>> BEGIN

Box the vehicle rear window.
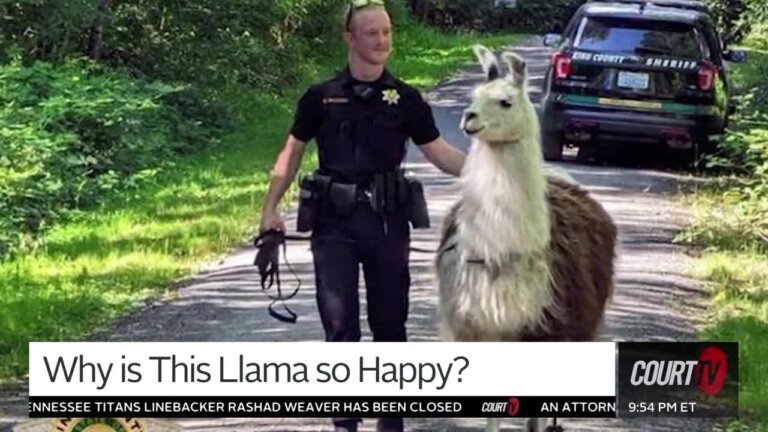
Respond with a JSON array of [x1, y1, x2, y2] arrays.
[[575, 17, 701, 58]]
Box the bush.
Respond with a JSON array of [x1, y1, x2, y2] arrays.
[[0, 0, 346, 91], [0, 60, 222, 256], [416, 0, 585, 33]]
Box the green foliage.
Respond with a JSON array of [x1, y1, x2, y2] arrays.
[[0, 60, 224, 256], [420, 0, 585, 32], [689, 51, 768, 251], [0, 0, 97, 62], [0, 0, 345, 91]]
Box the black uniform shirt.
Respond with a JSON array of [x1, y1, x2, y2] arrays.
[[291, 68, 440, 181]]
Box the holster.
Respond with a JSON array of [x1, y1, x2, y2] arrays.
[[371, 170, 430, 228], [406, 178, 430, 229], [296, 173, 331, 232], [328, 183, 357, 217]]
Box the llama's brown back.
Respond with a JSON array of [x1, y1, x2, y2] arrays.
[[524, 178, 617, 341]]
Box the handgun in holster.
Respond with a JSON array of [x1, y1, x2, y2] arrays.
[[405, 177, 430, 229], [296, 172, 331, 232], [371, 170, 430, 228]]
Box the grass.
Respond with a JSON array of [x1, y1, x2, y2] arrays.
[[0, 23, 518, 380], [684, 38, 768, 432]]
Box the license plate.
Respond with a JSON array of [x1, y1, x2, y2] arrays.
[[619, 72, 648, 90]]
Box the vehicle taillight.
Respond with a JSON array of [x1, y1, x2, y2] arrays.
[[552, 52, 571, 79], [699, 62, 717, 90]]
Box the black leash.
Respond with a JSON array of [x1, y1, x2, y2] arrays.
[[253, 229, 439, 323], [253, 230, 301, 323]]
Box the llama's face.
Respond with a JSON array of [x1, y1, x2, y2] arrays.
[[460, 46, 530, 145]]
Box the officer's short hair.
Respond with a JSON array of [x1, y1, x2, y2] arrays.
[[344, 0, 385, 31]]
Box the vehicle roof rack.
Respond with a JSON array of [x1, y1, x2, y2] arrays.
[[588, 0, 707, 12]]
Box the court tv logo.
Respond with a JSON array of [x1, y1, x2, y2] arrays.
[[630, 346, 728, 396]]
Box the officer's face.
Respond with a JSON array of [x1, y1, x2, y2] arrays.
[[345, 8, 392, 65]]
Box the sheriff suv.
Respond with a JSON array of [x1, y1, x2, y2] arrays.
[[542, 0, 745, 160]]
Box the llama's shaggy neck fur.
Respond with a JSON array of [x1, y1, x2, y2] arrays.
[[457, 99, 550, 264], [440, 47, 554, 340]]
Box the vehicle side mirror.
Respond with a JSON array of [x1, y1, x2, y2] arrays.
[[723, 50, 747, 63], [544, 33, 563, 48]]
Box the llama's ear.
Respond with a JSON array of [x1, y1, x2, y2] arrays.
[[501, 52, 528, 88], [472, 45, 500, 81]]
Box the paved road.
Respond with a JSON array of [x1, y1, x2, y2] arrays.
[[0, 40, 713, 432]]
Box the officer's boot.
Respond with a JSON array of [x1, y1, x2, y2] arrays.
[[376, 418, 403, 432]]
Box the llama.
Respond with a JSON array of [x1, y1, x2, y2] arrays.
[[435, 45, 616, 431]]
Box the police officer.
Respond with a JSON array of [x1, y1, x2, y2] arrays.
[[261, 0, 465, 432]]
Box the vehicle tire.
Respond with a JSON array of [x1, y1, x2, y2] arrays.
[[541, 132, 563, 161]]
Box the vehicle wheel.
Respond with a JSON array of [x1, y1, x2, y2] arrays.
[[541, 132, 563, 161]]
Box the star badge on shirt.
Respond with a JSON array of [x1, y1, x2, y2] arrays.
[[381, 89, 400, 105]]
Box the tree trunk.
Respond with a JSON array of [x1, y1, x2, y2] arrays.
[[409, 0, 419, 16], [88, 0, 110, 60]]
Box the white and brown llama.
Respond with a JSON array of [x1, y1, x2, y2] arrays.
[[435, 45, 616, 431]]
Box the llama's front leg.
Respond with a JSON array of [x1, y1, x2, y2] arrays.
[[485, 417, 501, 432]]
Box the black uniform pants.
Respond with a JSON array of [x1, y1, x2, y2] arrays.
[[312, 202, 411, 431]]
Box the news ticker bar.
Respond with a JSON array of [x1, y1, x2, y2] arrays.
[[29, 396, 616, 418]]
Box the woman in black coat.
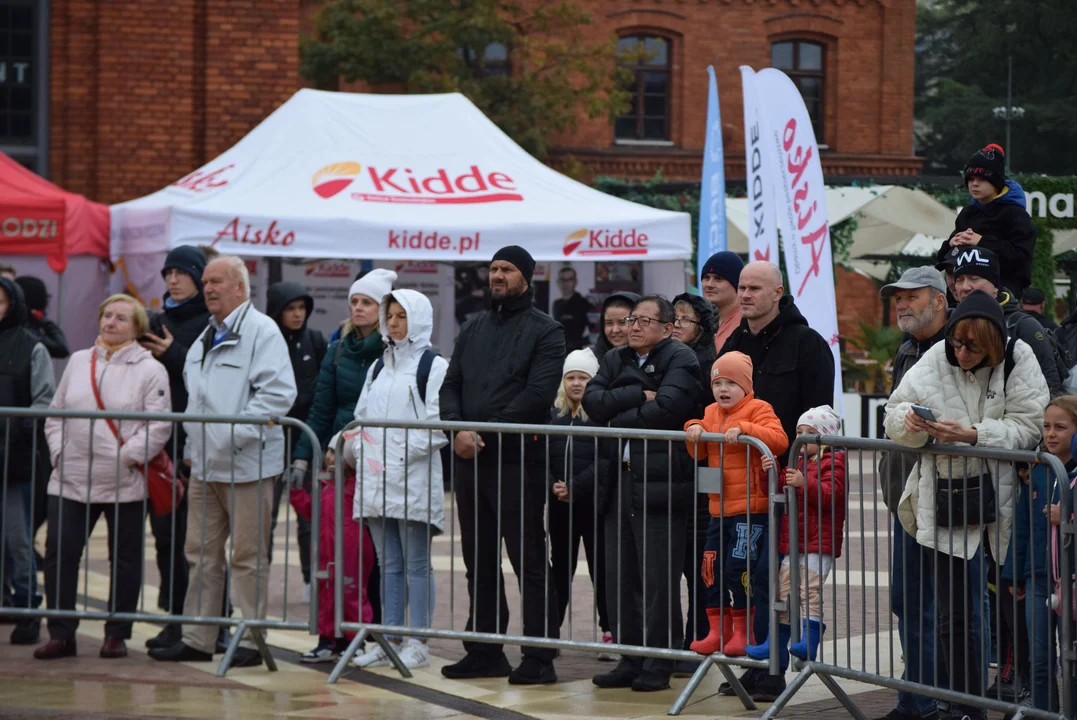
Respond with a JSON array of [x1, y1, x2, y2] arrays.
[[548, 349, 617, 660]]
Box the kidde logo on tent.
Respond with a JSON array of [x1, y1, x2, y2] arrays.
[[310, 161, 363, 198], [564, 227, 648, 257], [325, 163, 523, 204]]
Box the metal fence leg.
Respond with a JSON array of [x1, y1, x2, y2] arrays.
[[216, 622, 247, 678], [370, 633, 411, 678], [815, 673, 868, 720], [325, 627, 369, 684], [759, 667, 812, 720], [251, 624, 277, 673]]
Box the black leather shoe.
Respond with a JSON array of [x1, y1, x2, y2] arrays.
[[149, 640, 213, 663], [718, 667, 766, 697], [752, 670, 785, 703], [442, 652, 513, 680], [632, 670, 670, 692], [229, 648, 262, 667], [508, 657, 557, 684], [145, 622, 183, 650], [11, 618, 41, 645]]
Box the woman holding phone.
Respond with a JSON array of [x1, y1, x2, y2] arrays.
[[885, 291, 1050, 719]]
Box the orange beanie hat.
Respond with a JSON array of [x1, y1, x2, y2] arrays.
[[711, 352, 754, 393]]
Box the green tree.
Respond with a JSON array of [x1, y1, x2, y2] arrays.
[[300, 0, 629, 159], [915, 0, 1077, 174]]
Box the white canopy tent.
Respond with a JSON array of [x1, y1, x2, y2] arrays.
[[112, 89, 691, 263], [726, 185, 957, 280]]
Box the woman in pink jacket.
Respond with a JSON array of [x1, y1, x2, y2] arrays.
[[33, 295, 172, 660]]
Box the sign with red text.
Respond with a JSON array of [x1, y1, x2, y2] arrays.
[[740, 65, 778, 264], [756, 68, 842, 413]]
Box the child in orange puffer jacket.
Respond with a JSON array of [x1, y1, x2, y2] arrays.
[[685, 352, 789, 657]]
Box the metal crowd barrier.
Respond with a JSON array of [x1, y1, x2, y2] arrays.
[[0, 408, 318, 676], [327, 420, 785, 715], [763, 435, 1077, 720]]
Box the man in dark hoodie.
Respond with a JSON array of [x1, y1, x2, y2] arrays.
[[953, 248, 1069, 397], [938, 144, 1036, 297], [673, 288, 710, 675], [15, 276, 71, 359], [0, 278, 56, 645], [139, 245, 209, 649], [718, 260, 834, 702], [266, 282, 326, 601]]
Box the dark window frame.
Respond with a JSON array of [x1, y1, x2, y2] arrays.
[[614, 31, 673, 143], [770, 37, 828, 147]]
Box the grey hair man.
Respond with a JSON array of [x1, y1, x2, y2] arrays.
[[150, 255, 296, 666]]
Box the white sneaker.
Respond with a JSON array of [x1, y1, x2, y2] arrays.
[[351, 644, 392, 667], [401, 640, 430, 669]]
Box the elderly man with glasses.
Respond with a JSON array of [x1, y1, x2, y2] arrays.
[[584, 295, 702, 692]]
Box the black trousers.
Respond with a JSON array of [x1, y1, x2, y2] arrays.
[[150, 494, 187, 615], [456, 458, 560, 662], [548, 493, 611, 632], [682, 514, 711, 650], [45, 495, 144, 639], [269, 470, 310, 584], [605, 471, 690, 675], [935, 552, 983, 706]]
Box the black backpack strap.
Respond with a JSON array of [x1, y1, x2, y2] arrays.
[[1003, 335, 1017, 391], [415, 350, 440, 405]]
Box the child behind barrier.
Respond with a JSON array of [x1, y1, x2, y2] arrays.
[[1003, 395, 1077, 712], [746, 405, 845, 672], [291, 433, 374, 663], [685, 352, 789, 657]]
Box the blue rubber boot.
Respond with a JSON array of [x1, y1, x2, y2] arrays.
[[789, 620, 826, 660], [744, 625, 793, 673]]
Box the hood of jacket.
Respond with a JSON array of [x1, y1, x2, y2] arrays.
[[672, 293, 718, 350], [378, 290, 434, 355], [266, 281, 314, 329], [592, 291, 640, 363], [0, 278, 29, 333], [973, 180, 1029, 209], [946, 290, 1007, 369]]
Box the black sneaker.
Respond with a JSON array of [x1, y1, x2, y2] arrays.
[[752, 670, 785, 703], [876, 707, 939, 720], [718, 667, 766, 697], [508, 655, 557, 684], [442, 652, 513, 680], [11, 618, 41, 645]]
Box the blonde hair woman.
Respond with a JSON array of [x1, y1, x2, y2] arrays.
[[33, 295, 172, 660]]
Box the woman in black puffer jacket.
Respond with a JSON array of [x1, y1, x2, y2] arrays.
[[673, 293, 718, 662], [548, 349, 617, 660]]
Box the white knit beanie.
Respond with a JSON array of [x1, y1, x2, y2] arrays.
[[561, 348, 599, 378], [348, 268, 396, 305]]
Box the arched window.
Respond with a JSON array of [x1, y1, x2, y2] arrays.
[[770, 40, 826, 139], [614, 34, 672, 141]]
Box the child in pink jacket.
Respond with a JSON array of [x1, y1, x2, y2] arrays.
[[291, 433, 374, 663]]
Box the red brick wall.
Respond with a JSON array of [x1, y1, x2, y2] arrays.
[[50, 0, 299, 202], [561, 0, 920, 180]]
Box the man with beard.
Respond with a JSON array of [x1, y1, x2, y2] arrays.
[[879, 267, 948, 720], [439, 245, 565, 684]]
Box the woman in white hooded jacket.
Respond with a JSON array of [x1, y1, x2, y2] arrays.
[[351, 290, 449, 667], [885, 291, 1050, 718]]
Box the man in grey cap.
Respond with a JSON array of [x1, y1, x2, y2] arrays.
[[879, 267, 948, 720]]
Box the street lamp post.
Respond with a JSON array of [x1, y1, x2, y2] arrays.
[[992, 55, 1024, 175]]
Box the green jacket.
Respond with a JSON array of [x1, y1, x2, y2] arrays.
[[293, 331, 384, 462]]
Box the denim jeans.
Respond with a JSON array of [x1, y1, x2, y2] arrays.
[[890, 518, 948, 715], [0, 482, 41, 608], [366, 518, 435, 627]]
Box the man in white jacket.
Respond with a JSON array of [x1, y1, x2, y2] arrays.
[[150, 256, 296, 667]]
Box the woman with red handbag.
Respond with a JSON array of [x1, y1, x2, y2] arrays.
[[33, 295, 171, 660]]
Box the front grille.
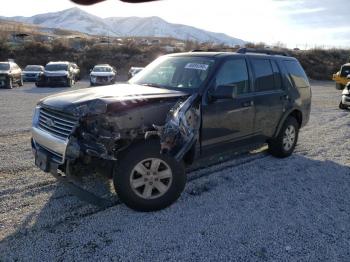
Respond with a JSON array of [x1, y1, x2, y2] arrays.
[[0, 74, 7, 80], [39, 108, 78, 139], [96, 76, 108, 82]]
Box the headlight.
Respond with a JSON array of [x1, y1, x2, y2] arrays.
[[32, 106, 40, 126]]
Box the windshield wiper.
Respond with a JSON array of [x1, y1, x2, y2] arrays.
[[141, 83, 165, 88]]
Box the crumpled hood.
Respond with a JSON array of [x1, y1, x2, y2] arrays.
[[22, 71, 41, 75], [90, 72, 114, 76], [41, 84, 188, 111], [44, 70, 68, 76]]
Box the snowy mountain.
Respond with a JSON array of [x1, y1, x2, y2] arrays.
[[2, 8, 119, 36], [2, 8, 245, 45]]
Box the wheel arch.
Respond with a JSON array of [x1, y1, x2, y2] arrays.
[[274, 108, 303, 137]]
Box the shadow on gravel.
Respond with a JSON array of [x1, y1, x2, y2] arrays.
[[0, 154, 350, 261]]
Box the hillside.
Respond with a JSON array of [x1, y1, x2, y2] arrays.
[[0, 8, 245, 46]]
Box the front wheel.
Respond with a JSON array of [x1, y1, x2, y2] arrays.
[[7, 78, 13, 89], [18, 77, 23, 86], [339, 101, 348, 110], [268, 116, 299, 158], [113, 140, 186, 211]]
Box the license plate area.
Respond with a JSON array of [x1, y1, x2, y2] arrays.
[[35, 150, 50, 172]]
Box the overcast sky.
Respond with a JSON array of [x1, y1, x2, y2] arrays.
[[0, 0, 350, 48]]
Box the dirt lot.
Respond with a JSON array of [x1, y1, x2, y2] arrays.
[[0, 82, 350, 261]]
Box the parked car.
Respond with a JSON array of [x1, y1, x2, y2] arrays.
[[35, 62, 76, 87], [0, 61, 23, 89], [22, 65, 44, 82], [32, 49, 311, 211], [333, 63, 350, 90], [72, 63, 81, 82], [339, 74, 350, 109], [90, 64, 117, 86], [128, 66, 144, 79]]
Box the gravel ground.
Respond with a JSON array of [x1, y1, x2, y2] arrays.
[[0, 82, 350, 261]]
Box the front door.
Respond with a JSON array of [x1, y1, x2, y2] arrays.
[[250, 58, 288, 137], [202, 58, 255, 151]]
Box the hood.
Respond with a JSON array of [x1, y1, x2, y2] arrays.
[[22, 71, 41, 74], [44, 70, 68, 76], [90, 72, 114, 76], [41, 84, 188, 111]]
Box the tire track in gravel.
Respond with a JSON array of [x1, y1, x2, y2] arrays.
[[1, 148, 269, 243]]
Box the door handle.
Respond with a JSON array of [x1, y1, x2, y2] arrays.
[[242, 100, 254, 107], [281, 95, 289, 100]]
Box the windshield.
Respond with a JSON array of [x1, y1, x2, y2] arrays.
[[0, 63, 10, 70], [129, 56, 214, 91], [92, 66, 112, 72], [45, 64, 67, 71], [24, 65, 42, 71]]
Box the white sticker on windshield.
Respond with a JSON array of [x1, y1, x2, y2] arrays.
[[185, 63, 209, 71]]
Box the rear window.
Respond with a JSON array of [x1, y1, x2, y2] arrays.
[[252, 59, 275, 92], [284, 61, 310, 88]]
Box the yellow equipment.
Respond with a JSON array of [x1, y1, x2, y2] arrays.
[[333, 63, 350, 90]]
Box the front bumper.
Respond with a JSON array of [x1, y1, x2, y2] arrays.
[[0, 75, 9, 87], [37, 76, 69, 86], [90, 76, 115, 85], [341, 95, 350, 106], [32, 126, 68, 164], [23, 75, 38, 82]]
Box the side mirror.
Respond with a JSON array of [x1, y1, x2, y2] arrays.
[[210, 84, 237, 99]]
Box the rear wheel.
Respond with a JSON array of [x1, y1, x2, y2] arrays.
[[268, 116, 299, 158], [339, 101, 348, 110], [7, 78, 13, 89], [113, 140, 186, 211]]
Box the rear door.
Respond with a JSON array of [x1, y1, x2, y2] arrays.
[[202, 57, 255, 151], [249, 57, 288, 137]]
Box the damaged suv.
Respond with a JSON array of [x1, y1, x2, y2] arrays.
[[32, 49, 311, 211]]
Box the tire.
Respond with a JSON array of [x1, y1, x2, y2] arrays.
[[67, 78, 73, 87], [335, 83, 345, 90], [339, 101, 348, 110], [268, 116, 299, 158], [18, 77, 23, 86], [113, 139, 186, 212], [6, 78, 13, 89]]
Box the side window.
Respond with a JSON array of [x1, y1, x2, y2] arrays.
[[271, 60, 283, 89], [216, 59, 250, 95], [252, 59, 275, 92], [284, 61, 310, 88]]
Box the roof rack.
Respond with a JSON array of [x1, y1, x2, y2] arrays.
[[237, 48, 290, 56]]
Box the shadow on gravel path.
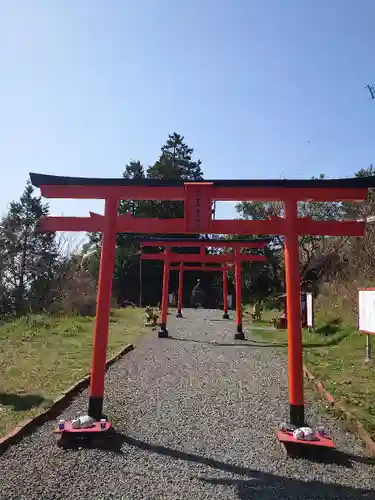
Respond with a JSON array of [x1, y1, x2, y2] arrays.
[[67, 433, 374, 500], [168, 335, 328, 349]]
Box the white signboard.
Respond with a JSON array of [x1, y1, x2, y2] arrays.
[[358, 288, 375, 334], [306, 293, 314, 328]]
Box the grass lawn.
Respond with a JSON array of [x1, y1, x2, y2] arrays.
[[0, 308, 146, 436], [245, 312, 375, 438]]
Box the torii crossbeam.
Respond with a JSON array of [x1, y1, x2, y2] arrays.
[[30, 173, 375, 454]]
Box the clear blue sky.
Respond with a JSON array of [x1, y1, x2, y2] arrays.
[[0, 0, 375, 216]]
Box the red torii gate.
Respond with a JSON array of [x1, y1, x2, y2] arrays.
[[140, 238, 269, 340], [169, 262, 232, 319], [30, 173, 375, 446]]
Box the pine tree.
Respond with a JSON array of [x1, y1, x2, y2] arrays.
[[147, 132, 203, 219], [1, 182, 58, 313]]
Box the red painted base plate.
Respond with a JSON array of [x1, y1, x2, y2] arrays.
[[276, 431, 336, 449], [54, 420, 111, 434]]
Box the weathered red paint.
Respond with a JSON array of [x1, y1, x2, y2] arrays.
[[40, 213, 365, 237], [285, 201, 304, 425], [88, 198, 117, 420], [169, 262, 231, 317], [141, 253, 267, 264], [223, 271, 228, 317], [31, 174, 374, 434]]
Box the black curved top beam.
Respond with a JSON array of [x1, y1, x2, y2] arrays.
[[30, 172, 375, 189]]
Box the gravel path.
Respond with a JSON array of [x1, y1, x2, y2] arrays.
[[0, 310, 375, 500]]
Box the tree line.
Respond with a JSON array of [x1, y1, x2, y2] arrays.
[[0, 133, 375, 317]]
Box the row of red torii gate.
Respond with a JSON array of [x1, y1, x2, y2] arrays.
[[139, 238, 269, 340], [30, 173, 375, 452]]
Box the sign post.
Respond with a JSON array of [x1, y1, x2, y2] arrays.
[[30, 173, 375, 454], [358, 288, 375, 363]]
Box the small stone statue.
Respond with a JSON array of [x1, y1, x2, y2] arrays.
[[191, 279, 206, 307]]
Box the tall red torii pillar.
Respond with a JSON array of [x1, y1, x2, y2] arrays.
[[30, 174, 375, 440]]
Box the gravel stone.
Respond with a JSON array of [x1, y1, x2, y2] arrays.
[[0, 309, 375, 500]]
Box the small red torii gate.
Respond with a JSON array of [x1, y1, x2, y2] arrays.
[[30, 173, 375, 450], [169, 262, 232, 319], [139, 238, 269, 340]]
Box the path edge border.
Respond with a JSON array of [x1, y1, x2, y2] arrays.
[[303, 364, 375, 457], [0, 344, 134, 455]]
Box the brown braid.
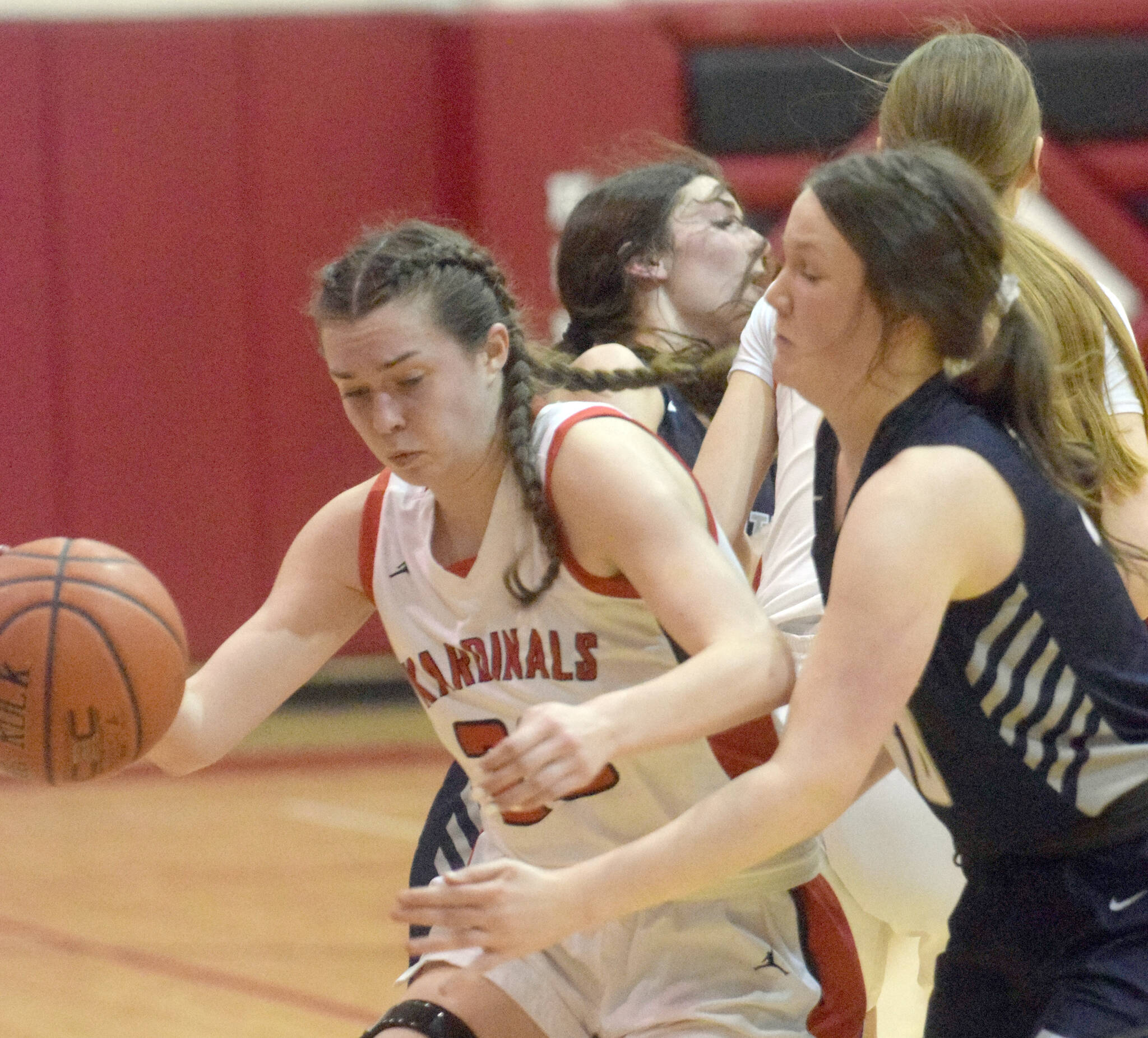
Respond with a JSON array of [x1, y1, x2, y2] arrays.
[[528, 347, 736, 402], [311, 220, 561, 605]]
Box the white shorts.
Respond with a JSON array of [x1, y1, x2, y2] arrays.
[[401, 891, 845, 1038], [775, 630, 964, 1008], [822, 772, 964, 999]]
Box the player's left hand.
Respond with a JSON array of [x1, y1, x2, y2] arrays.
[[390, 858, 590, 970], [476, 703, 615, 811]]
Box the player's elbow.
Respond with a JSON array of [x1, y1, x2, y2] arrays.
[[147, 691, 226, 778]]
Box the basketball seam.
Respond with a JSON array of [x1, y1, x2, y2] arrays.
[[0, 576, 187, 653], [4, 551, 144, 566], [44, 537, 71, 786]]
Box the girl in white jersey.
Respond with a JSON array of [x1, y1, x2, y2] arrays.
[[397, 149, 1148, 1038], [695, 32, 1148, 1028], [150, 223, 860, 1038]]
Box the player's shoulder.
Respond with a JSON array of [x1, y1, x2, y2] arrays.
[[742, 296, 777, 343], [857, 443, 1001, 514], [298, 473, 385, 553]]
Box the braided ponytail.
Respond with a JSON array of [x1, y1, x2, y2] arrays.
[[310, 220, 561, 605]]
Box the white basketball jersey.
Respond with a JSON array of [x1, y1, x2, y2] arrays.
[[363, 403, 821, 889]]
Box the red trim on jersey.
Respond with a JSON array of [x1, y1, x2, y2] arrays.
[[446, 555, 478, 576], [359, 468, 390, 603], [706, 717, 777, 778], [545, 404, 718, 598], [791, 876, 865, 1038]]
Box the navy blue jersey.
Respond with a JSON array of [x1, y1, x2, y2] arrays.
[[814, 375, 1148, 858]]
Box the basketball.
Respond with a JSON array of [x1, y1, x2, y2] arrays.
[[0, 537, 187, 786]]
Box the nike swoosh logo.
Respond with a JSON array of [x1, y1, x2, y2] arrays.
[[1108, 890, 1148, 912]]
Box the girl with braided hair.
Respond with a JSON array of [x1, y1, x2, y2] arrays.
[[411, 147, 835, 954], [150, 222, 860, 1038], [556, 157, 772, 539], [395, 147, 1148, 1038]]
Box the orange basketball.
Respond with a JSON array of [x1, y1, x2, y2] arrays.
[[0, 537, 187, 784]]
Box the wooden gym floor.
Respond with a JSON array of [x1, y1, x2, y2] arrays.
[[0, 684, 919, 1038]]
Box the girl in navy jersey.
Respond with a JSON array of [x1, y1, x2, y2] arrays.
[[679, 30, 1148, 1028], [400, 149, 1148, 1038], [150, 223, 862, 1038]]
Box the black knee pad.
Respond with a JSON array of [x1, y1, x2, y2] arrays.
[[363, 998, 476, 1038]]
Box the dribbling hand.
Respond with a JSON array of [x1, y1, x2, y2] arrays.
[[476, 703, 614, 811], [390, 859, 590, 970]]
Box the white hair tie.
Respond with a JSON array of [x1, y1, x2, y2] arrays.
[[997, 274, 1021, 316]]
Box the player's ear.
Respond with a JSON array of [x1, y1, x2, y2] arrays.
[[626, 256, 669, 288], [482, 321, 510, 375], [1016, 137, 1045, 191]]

>> END

**EXERCISE REQUIREMENTS:**
Add 92 to every bounding-box coordinate in the answers, then write out the records from the line with "Box the metal crowd barrier." up to and including the line with "663], [685, 352, 789, 657]]". Keep every other line unchanged.

**OUTPUT BELOW:**
Box the metal crowd barrier.
Respond with a JSON array of [x1, y1, x2, y2] arrays.
[[92, 500, 410, 768], [419, 512, 877, 807], [855, 527, 1169, 812]]
Box the man in dark hoodie.
Respond with a JSON array of [x1, y1, x2, y2] arrays.
[[1045, 340, 1161, 489], [1030, 236, 1128, 389], [765, 380, 802, 767], [107, 368, 163, 451], [92, 370, 148, 737], [231, 337, 301, 741], [810, 352, 926, 794], [358, 374, 418, 693]]
Box the dark window frame.
Respond with a JSON array of [x1, y1, x2, y2] arrays.
[[706, 123, 765, 235], [862, 129, 920, 239]]
Box the grey hair man.
Respond with a JSON array of [x1, y1, x2, y2] arrays.
[[242, 347, 388, 758]]
Box the white sneaker.
Respond with a JSON array of [x1, y1, x2, y2] arrays.
[[443, 736, 484, 759], [493, 732, 522, 761]]
Box the elderly man with glasses.
Respond with a JSON array of [x1, y1, x2, y2] arrays.
[[676, 387, 794, 784]]
Box the black trousers.
Respond with a JSON array of [x1, y1, x2, y2] arrays.
[[242, 586, 279, 707], [548, 550, 652, 754], [640, 585, 703, 724], [774, 606, 803, 742], [137, 587, 236, 731], [361, 562, 402, 676], [697, 563, 782, 767], [1027, 644, 1075, 798]]
Box the black backpack strap.
Respond with a JSON array of [x1, y1, x2, y2] arrays.
[[1095, 427, 1109, 483], [507, 442, 532, 497]]
Box the child behind barrier.
Respond with a JSON array of [x1, y1, x2, y2] arrays.
[[1095, 487, 1169, 804], [838, 497, 937, 764], [383, 525, 466, 755], [777, 444, 881, 749]]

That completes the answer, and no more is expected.